> **Given request**
Copy out the data below word for word, starting at the line that contains "the red white" and running through the end of the data.

*** Excerpted data ***

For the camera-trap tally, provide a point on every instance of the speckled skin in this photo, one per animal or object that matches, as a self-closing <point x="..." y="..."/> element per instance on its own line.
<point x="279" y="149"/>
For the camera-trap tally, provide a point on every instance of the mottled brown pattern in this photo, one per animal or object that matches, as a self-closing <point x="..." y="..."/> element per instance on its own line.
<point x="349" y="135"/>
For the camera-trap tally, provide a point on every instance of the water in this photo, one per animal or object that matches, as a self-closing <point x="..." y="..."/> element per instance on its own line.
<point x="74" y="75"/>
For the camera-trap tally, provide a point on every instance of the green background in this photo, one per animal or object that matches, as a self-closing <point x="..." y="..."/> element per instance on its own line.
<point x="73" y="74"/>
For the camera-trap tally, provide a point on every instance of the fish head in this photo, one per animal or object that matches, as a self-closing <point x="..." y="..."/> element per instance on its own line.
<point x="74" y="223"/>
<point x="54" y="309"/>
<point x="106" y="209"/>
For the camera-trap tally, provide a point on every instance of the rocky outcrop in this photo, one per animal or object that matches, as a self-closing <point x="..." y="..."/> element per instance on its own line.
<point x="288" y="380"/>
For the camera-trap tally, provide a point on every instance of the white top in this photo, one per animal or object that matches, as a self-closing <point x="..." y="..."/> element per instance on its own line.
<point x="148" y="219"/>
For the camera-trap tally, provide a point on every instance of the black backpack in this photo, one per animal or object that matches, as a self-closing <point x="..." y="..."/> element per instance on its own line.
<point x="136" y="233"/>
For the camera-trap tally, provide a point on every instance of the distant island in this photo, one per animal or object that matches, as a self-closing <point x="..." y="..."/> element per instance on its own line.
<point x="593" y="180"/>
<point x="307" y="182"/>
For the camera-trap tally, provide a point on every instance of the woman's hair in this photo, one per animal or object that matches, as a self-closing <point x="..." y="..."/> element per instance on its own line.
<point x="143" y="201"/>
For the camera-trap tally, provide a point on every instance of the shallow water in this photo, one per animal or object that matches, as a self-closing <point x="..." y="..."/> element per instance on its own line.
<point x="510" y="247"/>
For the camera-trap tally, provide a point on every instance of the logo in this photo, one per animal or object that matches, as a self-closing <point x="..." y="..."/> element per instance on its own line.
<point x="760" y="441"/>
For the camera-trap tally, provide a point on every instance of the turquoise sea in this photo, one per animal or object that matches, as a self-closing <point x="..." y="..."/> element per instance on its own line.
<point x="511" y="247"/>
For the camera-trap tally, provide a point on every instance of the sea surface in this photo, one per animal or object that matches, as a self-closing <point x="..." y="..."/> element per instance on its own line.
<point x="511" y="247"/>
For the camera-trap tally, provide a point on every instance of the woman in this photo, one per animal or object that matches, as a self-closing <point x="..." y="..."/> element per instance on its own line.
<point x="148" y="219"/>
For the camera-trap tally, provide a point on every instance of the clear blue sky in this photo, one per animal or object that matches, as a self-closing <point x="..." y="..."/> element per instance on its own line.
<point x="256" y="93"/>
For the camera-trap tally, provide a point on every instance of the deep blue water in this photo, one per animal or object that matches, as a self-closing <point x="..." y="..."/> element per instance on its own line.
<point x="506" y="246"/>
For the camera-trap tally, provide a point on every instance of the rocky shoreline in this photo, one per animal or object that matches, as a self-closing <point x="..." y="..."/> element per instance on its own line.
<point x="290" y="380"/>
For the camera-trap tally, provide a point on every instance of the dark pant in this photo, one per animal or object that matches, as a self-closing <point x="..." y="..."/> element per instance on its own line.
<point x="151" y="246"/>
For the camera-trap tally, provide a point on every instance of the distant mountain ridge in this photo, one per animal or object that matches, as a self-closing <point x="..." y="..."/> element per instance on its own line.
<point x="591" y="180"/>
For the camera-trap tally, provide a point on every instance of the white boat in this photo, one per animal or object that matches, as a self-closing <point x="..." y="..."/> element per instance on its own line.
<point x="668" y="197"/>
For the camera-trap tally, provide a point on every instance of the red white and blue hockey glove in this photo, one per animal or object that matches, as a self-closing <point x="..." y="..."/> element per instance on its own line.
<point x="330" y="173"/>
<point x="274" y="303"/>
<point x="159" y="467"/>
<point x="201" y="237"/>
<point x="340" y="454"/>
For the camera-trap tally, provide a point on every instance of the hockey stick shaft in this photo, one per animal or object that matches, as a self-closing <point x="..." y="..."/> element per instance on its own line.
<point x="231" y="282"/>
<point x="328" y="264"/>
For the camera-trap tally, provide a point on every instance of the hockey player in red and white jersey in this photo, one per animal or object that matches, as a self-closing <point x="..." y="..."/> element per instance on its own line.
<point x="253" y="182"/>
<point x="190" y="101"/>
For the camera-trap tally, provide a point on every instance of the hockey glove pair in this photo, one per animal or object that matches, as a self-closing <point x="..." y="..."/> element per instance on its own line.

***

> **Answer to the exercise**
For the camera-trap tally, provide a point on every instance of the red white and blue hockey glove in this photo, one per animal or object that matches, as a self-closing <point x="..." y="..."/> element per instance on its own line.
<point x="330" y="173"/>
<point x="274" y="303"/>
<point x="159" y="467"/>
<point x="201" y="237"/>
<point x="340" y="454"/>
For the camera-trap tally, provide a point on every instance of the hockey stick shaft in this photo, one per animal or object that matches, as a self-closing <point x="..." y="..."/> element per instance on its own line.
<point x="231" y="282"/>
<point x="328" y="264"/>
For the camera-trap tally, provide a point on every instance of the hockey player in red and white jersey in this photo, one per animal or object that matches, as a self-closing <point x="..." y="..."/> element per instance on its own line.
<point x="253" y="182"/>
<point x="190" y="101"/>
For the camera-trap tally, provide a point on every instance of the hockey glove pair in this photo, one per animal or object that matches, as a self-closing <point x="..." y="..."/> element per instance on its own line.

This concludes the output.